TEXT PASSAGE>
★ ★ ★ ★ ★
Single executable on all CHPC platforms

Advances in compiler technology and MPI libraries are starting to allow building single executables optimized for multiple CPU architectures and running over multiple networks. The document below summarizes how to achieve this on CHPC machines. Please, note that not all compilers and MPIs allow this, therefore we detail how to do this for those that work and what problems to expect with those that don't work.

Short summary
General remarks
Multi-architecture CPU optimization
MPI multiple network interfaces support
- Intel MPI
- MPICH
- OpenMPI
Multi-architecture CPU optimization with multi-network MPI
Recommendations for different scenarios - skip to here if you don't want to read all the details

Short summary

In this document we show how to build a single executable optimized for multiple CPU architectures that runs in parallel over multiple network types. This should be beneficial for both CHPC staff and for users who need to run their applications optimally on all CHPC clusters.

Moreover, we evaluate the common Application Binary Interface (ABI) for MPI as implemented in several MPI distributions and show how a single executable can be run using several different MPI distributions without the need to recompile.

A result of this is a single parallel executable that can run optimally on all CHPC clusters and on three out of the four MPI distributions that we support.

General remarks

CPU architectures change from generation to generation, affecting the data/instruction processing and adding/modifying CPU instructions. A common trend recently has been improving vectorization capabilities of the CPUs. As of mid 2018, CHPC runs four generations of Intel CPUs -- Nehalem, SandyBridge, Haswell and Skylake -- each of which shows incremental improvement in vectorization processing power which is significant enough to be important be able to harnessed optimally.

Starting with AVX, Intel CPUs feature increasingly complex logic of clock speed adjustments depending on how many CPU cores and vector units are being used. If less cores and vectorization is utilized, the CPU may run at considerably larger clock speed than when all cores/vector units are used. A good review of this beavior is at this Anandtech webpage. For this reason the parallel performance of the current CPUs may not scale linearly with increased core utilization, although in utilizing all the cores and the most performing vector units (e.g. AVX512 in Skylake) should still be the most efficient.

The two commercial compilers that CHPC licenses, Intel and PGI, both support building multiple optimized code paths for different CPU architectures into a single executable, alleviating the need to build separate executables for each CPU type. The open source GNU compiler does not currently support this option.

Parallel programs add another complexity factor in the form of network interface over which the parallel program (usually using an MPI library) runs. Most of CHPC clusters feature high performance InfiniBand network, but, Lonepeak cluster nodes as well as user desktops, have only slower Ethernet network, which in the past required using separate MPIs built for one network or another.

Most of current MPIs allow to include multiple network channels into a single MPI build, which then allows to run executable built with such MPI on several different networks.

As such, we are getting to a point when it is possible to make a single high performance executable that runs optimally on many CPU architectures and over many networks.
★ ★ ★ ★ ★
EXTRACTED RECORDS>
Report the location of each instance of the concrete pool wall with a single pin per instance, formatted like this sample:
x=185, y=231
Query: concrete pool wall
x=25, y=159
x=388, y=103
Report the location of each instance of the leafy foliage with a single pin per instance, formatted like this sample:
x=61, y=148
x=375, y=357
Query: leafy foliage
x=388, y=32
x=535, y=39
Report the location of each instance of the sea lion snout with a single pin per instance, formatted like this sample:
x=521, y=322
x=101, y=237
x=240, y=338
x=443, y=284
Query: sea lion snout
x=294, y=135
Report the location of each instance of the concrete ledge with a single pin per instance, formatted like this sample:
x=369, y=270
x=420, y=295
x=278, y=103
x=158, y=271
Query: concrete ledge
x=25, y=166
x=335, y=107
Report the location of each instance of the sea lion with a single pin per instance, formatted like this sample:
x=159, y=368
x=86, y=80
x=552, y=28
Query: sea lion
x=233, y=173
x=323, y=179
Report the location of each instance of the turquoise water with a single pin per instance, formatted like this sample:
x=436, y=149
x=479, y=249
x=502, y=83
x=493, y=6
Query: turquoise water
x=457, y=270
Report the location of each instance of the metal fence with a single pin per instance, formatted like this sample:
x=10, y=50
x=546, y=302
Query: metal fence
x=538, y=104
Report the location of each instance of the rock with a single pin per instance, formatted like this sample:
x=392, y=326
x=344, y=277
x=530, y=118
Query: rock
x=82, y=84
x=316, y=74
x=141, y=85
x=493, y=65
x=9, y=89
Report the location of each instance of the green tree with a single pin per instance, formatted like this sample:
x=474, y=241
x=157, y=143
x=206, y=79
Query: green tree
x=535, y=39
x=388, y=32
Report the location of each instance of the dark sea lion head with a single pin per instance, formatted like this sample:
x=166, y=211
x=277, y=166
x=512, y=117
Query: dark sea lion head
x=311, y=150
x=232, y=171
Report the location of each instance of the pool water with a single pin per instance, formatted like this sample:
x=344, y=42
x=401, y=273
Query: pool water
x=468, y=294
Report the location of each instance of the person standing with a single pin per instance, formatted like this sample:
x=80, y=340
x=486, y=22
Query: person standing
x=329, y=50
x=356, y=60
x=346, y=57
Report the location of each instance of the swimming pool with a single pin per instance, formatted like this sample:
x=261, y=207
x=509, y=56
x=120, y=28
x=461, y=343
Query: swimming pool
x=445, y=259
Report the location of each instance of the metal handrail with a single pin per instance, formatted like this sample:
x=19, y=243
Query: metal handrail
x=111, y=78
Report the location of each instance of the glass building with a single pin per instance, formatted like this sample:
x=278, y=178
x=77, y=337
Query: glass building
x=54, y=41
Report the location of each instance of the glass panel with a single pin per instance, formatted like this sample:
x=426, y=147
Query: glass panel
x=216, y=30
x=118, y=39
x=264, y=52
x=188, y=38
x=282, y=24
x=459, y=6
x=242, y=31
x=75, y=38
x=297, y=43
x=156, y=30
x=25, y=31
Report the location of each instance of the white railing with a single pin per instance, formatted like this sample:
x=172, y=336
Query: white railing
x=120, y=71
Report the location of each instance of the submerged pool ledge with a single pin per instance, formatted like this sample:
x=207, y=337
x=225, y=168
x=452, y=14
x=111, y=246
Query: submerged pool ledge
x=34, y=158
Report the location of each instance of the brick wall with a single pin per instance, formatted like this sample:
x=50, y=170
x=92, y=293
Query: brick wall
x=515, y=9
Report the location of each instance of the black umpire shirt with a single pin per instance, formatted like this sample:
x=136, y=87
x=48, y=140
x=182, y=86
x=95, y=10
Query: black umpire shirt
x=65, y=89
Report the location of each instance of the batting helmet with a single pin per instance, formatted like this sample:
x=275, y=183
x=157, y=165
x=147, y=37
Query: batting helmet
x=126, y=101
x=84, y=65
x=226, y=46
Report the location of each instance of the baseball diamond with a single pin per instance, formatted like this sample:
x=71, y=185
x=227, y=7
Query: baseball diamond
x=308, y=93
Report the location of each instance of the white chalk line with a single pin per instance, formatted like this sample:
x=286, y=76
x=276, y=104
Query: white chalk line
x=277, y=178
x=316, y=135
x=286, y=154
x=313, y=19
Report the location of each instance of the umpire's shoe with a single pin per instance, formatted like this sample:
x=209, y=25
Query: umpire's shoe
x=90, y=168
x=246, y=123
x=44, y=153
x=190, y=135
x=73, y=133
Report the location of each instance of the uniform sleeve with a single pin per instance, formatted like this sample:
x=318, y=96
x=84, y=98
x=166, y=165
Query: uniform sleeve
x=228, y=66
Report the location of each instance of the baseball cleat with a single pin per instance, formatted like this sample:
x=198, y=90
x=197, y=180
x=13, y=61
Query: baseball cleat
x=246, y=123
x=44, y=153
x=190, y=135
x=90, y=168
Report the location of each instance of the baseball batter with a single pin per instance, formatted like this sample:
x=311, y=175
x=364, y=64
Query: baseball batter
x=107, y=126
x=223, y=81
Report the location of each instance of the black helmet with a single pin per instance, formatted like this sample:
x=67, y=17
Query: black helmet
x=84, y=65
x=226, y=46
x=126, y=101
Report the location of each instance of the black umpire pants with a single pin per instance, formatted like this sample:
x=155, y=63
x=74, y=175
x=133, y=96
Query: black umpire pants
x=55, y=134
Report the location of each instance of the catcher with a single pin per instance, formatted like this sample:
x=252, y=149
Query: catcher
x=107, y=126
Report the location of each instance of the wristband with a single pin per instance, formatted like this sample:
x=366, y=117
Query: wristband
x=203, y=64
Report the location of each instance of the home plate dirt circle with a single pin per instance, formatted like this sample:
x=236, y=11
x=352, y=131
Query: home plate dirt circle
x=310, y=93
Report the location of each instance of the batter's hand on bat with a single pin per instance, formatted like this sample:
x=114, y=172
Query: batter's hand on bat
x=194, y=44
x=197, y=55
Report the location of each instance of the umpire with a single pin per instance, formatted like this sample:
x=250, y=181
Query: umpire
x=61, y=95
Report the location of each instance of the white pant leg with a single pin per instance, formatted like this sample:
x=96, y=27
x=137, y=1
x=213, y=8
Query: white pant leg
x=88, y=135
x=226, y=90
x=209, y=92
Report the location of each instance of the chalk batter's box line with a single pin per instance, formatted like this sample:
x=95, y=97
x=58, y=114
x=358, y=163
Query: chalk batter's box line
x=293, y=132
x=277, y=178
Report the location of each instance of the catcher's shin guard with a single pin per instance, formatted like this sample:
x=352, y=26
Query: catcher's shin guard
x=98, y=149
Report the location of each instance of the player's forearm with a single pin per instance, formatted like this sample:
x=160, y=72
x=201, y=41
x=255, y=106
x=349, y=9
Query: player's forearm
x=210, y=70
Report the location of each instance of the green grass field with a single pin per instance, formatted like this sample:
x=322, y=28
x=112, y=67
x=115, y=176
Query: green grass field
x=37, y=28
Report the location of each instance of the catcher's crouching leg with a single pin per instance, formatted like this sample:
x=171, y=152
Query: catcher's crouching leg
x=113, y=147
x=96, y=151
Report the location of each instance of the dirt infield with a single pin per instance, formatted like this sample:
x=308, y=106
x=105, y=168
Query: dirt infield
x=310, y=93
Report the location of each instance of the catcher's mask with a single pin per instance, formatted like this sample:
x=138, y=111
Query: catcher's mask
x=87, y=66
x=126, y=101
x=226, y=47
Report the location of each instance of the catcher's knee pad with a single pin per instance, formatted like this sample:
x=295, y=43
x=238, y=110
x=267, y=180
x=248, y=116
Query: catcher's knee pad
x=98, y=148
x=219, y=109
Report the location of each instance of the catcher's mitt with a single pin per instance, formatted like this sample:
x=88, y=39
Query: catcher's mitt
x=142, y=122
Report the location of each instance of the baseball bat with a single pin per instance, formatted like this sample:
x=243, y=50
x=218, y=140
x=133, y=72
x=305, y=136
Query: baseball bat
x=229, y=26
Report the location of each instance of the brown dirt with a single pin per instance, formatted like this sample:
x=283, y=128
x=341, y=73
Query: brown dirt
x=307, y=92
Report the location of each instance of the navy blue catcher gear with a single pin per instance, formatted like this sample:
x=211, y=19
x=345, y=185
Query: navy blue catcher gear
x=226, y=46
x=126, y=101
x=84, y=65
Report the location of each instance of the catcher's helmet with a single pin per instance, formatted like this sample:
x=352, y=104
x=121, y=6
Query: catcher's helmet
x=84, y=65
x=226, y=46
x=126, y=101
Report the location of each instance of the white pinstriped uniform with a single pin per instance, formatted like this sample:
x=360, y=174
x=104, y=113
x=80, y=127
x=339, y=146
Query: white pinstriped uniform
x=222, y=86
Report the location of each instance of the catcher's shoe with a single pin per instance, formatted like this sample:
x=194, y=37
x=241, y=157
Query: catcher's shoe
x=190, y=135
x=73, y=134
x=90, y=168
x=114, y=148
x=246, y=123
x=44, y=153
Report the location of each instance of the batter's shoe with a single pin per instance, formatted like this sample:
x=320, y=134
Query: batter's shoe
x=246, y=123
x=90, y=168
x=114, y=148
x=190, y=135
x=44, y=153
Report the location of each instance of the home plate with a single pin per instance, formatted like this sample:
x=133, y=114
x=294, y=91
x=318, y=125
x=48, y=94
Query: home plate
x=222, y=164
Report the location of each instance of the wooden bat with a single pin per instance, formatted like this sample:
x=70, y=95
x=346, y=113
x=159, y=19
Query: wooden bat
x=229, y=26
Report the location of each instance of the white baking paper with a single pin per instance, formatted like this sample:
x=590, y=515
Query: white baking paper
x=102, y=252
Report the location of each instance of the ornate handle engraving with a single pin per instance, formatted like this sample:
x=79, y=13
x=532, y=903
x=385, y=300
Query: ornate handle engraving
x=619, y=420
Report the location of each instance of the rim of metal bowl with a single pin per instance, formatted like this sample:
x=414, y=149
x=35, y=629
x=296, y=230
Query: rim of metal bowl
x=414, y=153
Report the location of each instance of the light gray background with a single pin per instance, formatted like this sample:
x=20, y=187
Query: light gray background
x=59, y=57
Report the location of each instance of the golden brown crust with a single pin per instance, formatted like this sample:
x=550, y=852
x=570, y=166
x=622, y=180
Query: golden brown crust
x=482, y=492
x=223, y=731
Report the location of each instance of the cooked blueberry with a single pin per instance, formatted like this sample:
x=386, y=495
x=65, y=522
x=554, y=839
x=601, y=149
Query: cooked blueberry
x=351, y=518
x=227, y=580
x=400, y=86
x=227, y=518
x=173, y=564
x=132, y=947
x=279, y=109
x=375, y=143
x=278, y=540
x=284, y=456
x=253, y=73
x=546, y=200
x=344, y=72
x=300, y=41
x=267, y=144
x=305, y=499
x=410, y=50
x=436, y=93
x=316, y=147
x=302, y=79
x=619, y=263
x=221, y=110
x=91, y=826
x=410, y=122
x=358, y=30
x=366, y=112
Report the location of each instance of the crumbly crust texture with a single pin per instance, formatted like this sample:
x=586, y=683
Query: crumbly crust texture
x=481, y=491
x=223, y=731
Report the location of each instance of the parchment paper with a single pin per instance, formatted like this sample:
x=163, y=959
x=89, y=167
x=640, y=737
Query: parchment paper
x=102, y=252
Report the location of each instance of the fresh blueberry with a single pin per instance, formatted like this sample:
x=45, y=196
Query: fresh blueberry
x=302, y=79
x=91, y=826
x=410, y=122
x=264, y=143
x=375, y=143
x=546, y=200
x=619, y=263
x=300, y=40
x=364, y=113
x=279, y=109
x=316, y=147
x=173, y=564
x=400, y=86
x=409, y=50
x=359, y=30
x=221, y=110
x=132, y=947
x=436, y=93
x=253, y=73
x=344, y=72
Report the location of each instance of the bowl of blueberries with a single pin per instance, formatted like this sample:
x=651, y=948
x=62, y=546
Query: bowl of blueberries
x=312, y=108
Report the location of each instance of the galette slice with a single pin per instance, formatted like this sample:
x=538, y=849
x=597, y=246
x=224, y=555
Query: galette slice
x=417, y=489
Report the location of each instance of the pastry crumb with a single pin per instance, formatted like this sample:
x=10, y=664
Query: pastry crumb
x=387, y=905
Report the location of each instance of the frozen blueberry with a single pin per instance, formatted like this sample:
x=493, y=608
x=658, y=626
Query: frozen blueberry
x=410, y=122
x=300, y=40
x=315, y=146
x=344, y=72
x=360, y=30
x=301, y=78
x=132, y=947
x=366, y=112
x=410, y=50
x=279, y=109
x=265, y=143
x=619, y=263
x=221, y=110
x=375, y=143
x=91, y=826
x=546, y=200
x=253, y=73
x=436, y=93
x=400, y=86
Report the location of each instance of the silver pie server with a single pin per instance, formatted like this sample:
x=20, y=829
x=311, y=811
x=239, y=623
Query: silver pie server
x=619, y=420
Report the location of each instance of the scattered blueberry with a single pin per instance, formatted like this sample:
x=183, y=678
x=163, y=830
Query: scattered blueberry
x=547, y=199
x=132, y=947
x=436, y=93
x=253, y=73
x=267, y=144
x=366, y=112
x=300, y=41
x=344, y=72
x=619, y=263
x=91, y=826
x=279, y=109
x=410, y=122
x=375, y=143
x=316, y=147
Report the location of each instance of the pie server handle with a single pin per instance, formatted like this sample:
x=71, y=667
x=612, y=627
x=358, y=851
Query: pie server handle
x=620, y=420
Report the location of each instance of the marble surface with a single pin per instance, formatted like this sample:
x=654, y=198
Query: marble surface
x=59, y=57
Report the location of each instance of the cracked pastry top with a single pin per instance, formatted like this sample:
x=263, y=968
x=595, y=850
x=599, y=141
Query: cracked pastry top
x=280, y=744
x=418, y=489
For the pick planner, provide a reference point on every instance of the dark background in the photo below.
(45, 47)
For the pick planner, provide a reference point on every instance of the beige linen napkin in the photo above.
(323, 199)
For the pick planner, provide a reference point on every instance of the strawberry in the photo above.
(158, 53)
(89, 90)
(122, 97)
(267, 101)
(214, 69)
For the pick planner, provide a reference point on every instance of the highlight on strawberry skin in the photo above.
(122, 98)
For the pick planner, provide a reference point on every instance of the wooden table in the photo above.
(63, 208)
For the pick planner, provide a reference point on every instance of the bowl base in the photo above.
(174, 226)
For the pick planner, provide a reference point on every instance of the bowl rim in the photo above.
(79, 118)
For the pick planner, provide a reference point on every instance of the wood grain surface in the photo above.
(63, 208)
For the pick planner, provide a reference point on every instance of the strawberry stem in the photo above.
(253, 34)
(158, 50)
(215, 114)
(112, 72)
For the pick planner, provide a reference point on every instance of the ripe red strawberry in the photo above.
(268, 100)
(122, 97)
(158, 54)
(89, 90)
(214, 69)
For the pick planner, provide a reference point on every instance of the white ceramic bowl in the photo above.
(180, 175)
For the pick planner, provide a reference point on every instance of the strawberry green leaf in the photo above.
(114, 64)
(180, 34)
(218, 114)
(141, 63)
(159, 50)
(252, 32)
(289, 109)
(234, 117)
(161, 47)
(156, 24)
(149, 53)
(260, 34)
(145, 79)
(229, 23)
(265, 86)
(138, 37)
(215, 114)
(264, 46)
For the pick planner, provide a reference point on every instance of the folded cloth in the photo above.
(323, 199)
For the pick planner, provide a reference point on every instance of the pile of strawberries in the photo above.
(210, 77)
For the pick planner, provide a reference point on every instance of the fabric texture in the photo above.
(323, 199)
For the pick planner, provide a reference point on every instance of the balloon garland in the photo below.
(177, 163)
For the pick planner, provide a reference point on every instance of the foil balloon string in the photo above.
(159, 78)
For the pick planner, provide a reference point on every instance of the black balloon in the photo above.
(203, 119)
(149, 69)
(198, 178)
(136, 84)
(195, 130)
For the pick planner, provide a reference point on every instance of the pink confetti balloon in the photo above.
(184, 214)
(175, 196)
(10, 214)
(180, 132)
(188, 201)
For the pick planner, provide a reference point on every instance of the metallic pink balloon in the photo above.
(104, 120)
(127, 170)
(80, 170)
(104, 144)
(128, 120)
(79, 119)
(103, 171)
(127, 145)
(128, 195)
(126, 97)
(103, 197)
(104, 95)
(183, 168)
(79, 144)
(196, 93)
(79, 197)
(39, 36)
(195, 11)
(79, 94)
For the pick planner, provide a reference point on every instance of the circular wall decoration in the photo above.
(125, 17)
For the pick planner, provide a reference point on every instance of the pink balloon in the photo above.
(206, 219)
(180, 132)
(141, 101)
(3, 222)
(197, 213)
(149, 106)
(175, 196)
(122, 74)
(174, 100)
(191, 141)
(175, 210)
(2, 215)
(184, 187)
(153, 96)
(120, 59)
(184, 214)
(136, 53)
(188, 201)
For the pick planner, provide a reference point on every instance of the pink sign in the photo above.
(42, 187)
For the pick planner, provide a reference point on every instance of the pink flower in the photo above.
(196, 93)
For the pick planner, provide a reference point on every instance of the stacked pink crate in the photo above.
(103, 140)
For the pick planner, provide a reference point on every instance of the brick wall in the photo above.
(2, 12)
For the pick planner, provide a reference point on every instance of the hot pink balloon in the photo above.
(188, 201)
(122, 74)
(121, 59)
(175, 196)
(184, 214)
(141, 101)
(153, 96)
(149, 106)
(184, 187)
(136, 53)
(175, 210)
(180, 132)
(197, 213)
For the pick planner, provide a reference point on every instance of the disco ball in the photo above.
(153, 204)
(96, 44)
★ ★ ★ ★ ★
WORK INSTRUCTIONS>
[1] Print the part of the single-executable text starting at "In this document" and ending at "all CHPC clusters.".
[2] Output only the lines of the listing starting at the line that contains "Report the location of each instance of the dark" and ending at the line that contains "x=232, y=171", including both of those lines.
The listing has no connection to the single-executable text.

RESPONSE LIST>
[1]
In this document we show how to build a single executable optimized for multiple CPU architectures that runs in parallel over multiple network types. This should be beneficial for both CHPC staff and for users who need to run their applications optimally on all CHPC clusters.

[2]
Report the location of each instance of the dark sea lion head with a single pin per instance, formatted like this sample:
x=166, y=211
x=277, y=166
x=512, y=117
Query: dark sea lion head
x=311, y=150
x=232, y=171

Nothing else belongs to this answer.